Render the lines of the listing as a numbered list, from the line containing "Kindly place a point on the reflection of dock" through the end of the listing, with blank lines and pictures left out.

Start of Data to use

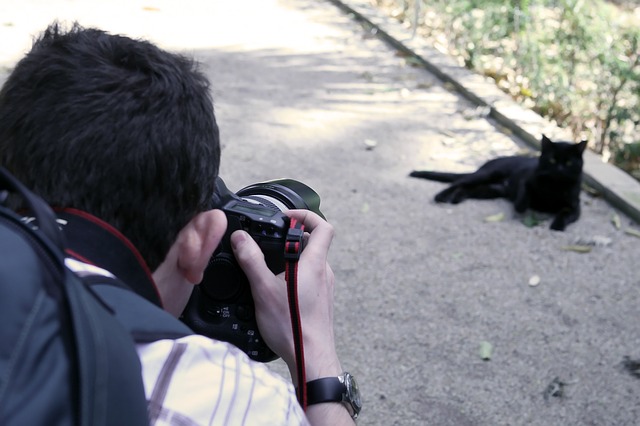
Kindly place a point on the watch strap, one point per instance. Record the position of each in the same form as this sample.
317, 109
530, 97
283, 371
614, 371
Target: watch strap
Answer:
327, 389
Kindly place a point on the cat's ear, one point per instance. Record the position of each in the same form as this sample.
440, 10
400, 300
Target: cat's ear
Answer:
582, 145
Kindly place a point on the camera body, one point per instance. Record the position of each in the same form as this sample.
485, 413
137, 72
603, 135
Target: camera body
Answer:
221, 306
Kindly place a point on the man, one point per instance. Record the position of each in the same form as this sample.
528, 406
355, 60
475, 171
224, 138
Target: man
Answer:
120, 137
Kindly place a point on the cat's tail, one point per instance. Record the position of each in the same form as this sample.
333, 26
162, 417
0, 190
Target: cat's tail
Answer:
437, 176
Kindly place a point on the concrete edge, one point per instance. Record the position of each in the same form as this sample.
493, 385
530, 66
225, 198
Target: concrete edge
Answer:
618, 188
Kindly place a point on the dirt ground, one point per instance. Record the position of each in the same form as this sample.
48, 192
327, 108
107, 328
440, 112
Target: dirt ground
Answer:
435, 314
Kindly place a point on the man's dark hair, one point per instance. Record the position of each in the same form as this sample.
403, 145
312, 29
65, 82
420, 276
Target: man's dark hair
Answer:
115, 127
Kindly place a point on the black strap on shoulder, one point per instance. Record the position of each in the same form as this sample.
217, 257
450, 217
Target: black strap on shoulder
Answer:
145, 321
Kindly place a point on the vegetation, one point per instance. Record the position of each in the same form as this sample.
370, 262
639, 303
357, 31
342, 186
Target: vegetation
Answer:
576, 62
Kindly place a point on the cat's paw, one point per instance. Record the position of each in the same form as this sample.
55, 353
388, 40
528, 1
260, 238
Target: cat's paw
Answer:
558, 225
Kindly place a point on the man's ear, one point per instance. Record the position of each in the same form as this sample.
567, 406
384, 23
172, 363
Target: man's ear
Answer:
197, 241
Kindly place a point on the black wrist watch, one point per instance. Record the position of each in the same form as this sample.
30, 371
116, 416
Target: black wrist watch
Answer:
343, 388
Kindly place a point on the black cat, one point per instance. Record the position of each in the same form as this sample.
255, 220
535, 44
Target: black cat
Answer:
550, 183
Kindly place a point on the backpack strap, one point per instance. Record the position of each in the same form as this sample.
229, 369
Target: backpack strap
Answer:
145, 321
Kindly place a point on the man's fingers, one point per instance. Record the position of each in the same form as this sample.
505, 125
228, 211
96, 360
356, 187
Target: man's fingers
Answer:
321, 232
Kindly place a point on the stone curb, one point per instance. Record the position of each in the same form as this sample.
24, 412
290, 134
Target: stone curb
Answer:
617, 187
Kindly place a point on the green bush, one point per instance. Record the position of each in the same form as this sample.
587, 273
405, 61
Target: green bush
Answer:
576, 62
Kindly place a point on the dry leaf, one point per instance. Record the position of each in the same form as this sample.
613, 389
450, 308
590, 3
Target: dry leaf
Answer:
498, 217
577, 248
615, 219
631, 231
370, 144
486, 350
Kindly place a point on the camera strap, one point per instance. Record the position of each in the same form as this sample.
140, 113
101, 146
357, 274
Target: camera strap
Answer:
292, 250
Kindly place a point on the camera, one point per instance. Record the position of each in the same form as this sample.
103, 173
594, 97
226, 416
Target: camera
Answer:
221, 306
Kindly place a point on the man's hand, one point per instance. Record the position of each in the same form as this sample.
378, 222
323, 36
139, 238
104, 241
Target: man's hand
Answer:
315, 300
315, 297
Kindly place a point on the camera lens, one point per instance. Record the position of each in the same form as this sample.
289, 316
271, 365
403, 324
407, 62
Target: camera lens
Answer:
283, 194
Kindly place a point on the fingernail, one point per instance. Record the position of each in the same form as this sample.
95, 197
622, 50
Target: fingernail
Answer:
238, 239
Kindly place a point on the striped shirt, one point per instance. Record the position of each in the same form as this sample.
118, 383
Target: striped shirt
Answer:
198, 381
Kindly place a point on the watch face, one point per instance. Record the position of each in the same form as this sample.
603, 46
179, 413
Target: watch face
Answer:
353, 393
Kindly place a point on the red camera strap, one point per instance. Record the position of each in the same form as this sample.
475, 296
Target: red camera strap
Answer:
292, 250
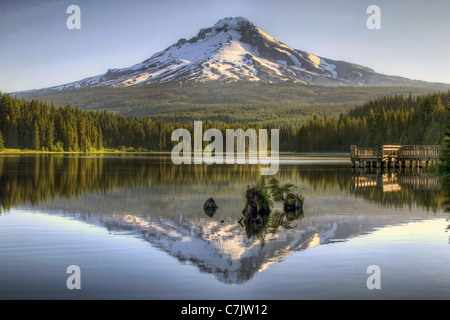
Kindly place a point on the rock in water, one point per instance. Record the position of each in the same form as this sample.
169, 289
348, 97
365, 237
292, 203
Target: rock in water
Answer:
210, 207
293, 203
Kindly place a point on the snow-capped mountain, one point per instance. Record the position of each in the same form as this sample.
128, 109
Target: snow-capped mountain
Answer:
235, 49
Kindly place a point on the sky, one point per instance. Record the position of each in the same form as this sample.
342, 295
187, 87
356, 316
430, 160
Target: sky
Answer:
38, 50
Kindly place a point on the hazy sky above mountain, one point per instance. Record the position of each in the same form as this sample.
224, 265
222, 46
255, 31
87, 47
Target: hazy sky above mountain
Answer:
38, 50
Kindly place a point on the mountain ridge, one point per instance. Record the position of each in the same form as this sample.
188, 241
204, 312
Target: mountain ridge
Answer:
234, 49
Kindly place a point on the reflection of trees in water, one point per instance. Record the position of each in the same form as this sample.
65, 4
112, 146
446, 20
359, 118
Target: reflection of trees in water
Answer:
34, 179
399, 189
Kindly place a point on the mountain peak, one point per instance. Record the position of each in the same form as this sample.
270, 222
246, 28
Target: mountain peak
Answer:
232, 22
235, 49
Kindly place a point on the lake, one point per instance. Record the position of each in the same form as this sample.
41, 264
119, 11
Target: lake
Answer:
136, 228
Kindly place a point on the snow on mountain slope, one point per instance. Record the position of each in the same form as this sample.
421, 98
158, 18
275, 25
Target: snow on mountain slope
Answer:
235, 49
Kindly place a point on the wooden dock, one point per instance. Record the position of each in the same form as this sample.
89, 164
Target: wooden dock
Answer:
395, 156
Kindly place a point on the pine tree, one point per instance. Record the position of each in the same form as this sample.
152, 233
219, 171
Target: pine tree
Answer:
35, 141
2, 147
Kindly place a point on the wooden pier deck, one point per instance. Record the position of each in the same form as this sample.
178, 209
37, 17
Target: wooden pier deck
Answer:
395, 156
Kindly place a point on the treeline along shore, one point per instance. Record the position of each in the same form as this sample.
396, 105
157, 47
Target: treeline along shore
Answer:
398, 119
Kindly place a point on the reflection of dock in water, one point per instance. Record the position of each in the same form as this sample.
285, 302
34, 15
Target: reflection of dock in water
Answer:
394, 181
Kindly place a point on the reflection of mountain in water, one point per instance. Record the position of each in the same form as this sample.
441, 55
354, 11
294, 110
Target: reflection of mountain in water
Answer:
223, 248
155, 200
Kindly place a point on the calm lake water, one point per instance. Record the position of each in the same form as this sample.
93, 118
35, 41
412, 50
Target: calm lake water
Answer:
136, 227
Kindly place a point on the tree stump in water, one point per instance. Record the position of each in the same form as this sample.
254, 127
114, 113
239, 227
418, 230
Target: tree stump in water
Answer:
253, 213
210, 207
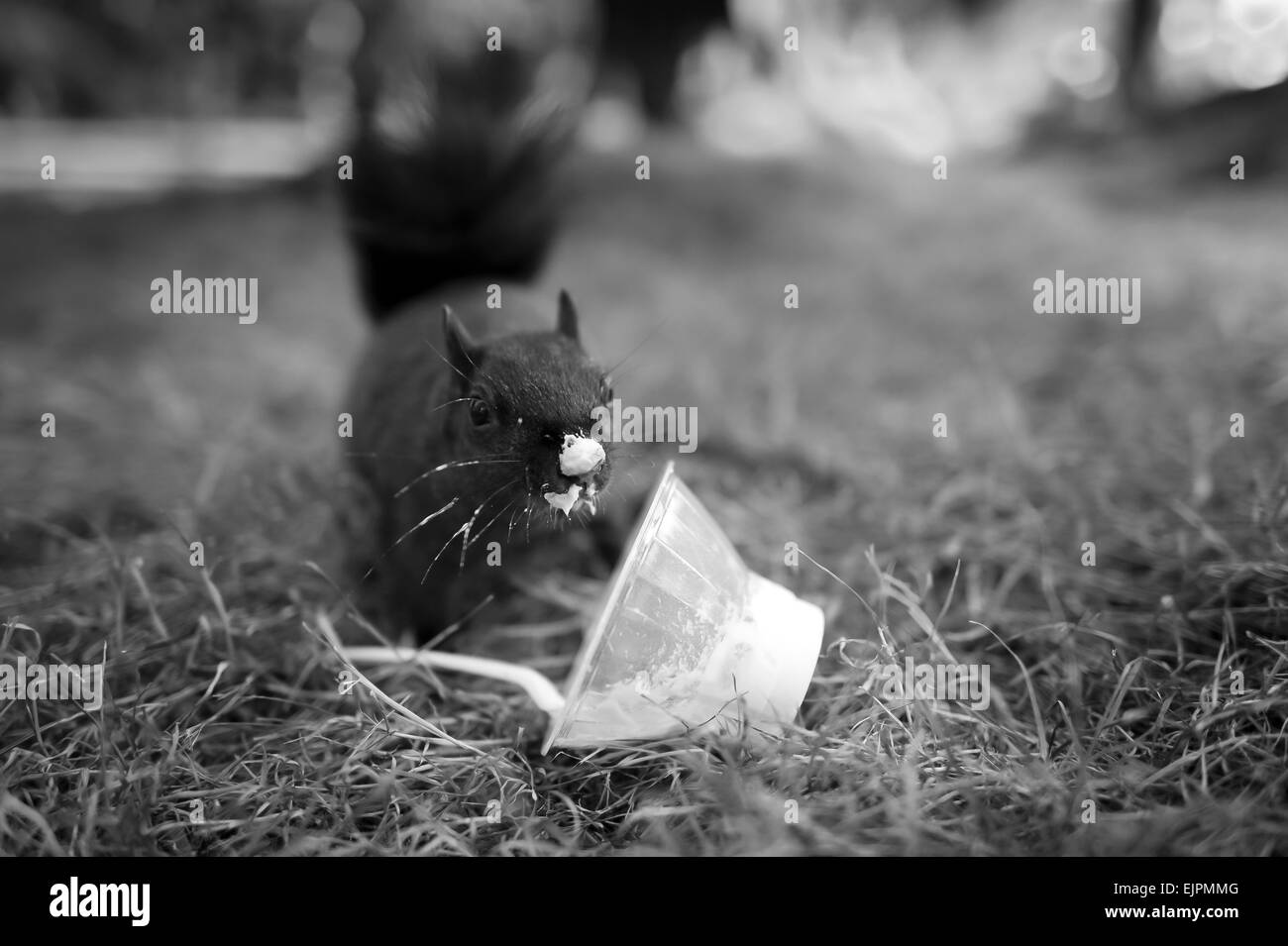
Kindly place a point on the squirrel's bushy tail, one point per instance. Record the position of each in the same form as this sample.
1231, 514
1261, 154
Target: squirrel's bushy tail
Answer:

End of Data to use

Final answer -
1. Kindly place a point on the reflection of dock in water, one point per instance. Record the position of each in the same form as this sample.
2. 285, 302
3. 34, 15
4. Target: reflection of dock in water
5. Answer:
6. 394, 181
7. Kindly place a point on the reflection of mountain in water, one point per instance. Record the position of each in the same form as this sample.
8. 441, 55
9. 354, 11
10. 294, 110
11. Target: reflection of mountain in water
12. Answer:
13. 223, 248
14. 155, 200
15. Kindly place a point on the calm lake water, one point per instance. Record the position of each in the same form as this sample.
16. 93, 118
17. 35, 41
18. 412, 50
19. Target: calm lake water
20. Answer:
21. 136, 227
22. Kindly place a point on the tree stump in water, one point per instance. Record the position of each in the same form as this sample.
23. 254, 127
24. 114, 113
25. 239, 227
26. 418, 230
27. Target: tree stump in water
28. Answer:
29. 253, 213
30. 210, 207
31. Kindly place a point on the squirrel's bushy tail, one point per instance. Record the position of each in the same form as this sample.
32. 1231, 514
33. 1261, 154
34. Target: squirrel's bushy tail
35. Answer:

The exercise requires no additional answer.